(Listed entries)

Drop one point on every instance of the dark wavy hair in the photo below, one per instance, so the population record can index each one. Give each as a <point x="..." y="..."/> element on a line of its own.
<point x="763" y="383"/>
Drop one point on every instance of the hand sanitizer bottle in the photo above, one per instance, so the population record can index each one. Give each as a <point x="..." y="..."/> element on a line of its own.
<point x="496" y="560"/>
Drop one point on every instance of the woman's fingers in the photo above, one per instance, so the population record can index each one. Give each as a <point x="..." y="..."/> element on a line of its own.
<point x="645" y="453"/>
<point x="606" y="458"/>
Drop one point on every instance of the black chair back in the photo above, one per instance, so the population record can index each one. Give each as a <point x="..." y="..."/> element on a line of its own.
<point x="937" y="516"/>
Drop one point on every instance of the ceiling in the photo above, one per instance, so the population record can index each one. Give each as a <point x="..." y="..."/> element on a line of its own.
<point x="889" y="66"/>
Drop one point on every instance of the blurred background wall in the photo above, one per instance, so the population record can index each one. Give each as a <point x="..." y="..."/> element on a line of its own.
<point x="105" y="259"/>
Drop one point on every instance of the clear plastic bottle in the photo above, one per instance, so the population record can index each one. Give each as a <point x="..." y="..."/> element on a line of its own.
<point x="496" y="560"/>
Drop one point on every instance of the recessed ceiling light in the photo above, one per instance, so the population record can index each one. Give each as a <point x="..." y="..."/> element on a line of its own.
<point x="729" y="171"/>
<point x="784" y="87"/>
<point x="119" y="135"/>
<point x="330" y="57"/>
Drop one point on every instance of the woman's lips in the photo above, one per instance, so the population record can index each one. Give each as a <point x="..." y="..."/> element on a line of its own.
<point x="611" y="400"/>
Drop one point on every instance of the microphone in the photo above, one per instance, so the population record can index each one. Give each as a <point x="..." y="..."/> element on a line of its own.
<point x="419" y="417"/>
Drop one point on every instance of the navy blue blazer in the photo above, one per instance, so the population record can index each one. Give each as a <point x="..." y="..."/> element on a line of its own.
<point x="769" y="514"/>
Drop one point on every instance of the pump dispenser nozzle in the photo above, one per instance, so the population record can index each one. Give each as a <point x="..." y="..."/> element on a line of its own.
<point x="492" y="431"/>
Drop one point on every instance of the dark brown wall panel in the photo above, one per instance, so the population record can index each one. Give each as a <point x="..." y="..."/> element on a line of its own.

(End Listed entries)

Exercise details » Please make an exact copy of each record.

Reply to the exercise »
Drop one point on every instance of the dark wavy hair in the photo below, one per instance, so the population record can index each one. Give each as a <point x="..." y="..."/> element on a line of its own.
<point x="763" y="383"/>
Drop one point on every instance of the hand sanitizer bottle in the photo above, one per instance, so the population record can index each one. Give each as a <point x="..." y="..."/> element on a line of its own.
<point x="496" y="560"/>
Drop one point on every instance of the woman's fingers in the photo above, one per instance, so the population record can index each one. Give each as a <point x="..." y="..."/> element on a line of its own.
<point x="645" y="453"/>
<point x="606" y="458"/>
Drop one point on every instance of the black chair back in the photo above, one per instance, so the population record can index each one. Give each as a <point x="..." y="..."/> element on a line of its own.
<point x="937" y="516"/>
Drop one point on every instance of the ceiling in the photo above, one per instance, so the population record can index each one. Give each as a <point x="..." y="..."/> element on a line of its own.
<point x="889" y="66"/>
Drop one point on every instance of the blurred background wall in the photo above, one per instance, so the population record can index each one. Give each as a <point x="..." y="..."/> element on a line of its own.
<point x="105" y="259"/>
Drop one point on every instance of the clear plastic bottle in the photo above, one per instance, so the population record can index each one. Give each as a <point x="..." y="..."/> element on a line of its own.
<point x="496" y="560"/>
Drop one point on every instance of the recessed ceiling light in the photo above, one per instance, so the population record can index each one. Give each as a <point x="..." y="..."/> element on a line of its own.
<point x="729" y="171"/>
<point x="784" y="87"/>
<point x="119" y="135"/>
<point x="330" y="57"/>
Drop one point on every instance of the woman's lips in the photo above, one per instance, so the population record can index each one. Give each as a <point x="..." y="..."/> element on a line of its own.
<point x="611" y="400"/>
Drop one point on every instance of the microphone in the photo above, one per instance, so the population record can index each one. Give each as a <point x="..." y="..."/> element on a line of its own.
<point x="419" y="417"/>
Drop one point on every instance of the navy blue blazer in the photo above, one per instance, so the population record can index each one. Give each as a <point x="..." y="..."/> element on a line of its own.
<point x="769" y="514"/>
Drop one point on every instance of the pump dispenser nozzle in the photo above, one per instance, so the population record can index each one. Give each as a <point x="..." y="..."/> element on a line of its own.
<point x="492" y="431"/>
Drop one point on every instance of the dark brown wall panel in the photo above, one per instance, so the population record can index each one. Give each as a <point x="..." y="..."/> element on a line of its own.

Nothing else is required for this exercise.